Source excerpt
Logging - What, Why and How?

Logging vs Monitoring vs Analytics

Logging is a critical tool for debugging and troubleshooting applications. It tells you what happened, and gives you the raw data to track down the issue. By capturing relevant information at various stages of the application’s execution, logging enables developers to pinpoint the root cause of errors and resolve them efficiently.

Monitoring is an essential practice for ensuring the reliability and performance of applications. It tells you how your application is behaving by continuously gathering and analyzing data about its behavior and health. With monitoring, you can detect issues early, prevent downtime, and optimize resource utilization.

Logging is also a useful tool for tracking application behavior and collecting statistics, but it’s important to note that it only covers a limited range of functionality. E.g. Logs (formerly LogTail) has functionality to provide alerts from specific log conditions.

To achieve comprehensive monitoring and analytics, it’s recommended to use additional services such as Datadog, New Relic, or Google Analytics.

What to Log?

Collecting a sufficient amount of logs is essential for identifying when errors occur and determining what was happening prior to the occurrence of an error. In addition to identifying errors and their causes, logs can also aid in investigating the root cause of an issue. This is why it’s important to include info logging in the logging process.

For thorough investigations into application failures, it’s important to focus on the “5 W”s:

Who, What, When, Where and Why

Who was using the system when it failed?
Where in the code did the application fail?
What was the system doing when it failed?
When did the failure occur?
Why did the application fail?

What Kind of Errors to Log?

Logging can be used to alert when issues arise. Logging frameworks can be configured to automatically send alerts through external services when certain errors occur.

Therefore it is important to log only cases as errors where we need to act immediately. This is not always easy to specify. So iteration is also good with logging. If we do not do anything about this case, lower error to info. It is better to log too much in the beginning, than too little.

Do not log normal application behavior as errors, e.g. business logic rule failures, input validation failures or ‘item not found’ cases. If everything is working correctly, these are not cases where engineers need to act on immediately.

In some cases it is hard to define what is an error and what is not. For example, if we are fetching data from external service, we can have following cases:

1. Data is fetched from external service -> Error is returned
    - Log depending on response status
        - Data not found -> No logging
          - Or log, if we expect that data should be there
        - Data not valid -> No logging
          - Or log, if we expect that data should be valid
        - Bad request -> Logging
            - Depends on additional info, what went wrong?

[Location annotation dataset excerpts]
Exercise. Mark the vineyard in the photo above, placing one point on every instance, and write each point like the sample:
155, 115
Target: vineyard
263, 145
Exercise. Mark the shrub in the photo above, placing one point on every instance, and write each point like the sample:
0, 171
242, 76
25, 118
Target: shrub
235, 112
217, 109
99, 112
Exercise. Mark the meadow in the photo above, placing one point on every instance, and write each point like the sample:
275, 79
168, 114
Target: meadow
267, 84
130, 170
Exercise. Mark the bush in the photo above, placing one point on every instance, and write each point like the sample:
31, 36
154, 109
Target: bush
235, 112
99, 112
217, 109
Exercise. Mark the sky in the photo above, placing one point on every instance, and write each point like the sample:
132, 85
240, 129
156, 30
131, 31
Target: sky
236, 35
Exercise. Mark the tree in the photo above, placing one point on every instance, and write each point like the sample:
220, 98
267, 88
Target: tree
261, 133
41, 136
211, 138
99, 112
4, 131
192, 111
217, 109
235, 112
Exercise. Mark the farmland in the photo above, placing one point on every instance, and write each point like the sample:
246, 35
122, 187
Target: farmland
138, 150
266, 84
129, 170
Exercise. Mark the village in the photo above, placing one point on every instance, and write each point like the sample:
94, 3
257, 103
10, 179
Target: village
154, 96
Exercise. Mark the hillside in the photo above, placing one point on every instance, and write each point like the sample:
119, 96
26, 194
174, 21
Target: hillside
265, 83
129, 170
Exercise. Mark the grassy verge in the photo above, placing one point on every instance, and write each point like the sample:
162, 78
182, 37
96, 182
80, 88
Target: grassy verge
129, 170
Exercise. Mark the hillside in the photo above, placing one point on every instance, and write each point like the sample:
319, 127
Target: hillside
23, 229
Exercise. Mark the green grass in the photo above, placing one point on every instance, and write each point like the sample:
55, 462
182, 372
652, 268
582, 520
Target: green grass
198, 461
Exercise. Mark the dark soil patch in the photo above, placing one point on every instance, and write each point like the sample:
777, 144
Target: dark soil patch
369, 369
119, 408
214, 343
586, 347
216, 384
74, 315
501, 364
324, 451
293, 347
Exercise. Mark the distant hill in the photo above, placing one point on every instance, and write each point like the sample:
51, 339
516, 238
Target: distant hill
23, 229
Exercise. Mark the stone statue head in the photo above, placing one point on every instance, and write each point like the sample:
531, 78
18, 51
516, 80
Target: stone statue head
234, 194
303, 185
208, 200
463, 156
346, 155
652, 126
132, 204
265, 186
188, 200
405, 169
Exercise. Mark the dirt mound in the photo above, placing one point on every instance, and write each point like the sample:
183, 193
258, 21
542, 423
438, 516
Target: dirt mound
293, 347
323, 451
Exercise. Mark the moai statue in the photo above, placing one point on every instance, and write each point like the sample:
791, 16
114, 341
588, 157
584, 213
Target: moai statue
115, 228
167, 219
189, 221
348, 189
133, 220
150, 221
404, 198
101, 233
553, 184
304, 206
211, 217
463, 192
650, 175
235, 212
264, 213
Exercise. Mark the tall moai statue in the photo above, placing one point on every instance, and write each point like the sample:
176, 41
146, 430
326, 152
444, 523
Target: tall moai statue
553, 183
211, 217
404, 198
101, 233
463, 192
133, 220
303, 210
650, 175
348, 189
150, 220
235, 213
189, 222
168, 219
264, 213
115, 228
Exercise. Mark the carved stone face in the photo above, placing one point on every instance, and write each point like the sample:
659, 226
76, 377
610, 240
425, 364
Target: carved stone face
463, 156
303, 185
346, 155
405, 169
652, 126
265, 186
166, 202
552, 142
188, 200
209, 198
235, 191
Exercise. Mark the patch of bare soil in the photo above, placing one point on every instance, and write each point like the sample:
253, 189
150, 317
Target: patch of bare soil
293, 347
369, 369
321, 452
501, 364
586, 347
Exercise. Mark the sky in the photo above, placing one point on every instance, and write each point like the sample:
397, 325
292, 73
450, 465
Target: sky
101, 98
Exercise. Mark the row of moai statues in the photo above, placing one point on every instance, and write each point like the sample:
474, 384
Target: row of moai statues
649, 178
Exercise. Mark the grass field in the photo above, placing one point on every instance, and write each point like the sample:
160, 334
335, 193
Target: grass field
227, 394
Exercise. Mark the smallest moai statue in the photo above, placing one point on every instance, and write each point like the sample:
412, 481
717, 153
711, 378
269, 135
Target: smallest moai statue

Exercise set
a) Which services does the logging article recommend for comprehensive monitoring and analytics?
b) Reproduce everything in the logging article from "What was the" down to "act on immediately.", without changing a word.
c) Go on with the logging article from the point where it stops.

Answers to the exercises
a) Datadog, New Relic, or Google Analytics.

b)
What was the system doing when it failed?
When did the failure occur?
Why did the application fail?

What Kind of Errors to Log?

Logging can be used to alert when issues arise. Logging frameworks can be configured to automatically send alerts through external services when certain errors occur.

Therefore it is important to log only cases as errors where we need to act immediately. This is not always easy to specify. So iteration is also good with logging. If we do not do anything about this case, lower error to info. It is better to log too much in the beginning, than too little.

Do not log normal application behavior as errors, e.g. business logic rule failures, input validation failures or ‘item not found’ cases. If everything is working correctly, these are not cases where engineers need to act on immediately.

c)
            - Maybe something was missing from request data?
2. Data is fetched from external service -> Data is returned -> Exception in our code
    - Log, as this is something that needs to be fixed immediately

Where to Log Errors?

Errors should be logged only once and when it happens:

- Exception is raised
    - Exception is caught -> Handle & log -> Return error result
    - Exception is not caught -> Global catch -> Log → Framework will return 500

Sometimes this is not as easy as it seems. For example, if we are fetching data from external service and 3rd party libary raises and exception and that is handled and re-thrown as our own exception. Own exception is then handled in our business logic.

3rd party API connection -> Exception handled and re-thrown as our own exception
Feature -> Exception handled and return a failed result
API -> Return a correct error response

3rd party API can log info on error level for debugging purposes. It doesn’t have full context of the error, so there is no knowledge if it is critical or not.

Feature knows the context and can make better decision of the severity of the error. E.g. sometimes feature can retry the request and only if it fails again, it should be logged as error.

API shouldn’t anymore log errors. It should return a correct error response. There can be also a backup handling for unhandled errors. This is often implemented as a common middleware.

How to Log?

Log in machine parseable format
Make the logs human readable as well

Separating the log message from variable information by passing variables as parameters to a logging function is a recommended best practice. This approach, known as structured logging, records additional data as separate fields, making logs easier to search, filter, and analyze.

Embedding variables directly in log messages makes it difficult for monitoring and error tracking services to parse meaningful data. Dynamic information, like user IDs, complicates event data generation and error grouping. Structured logging resolves this by isolating variable data, allowing services to process log data more reliably.

From a security perspective, it’s easier to filter out sensitive information when it’s recorded as additional data fields rather than embedded within the error message itself.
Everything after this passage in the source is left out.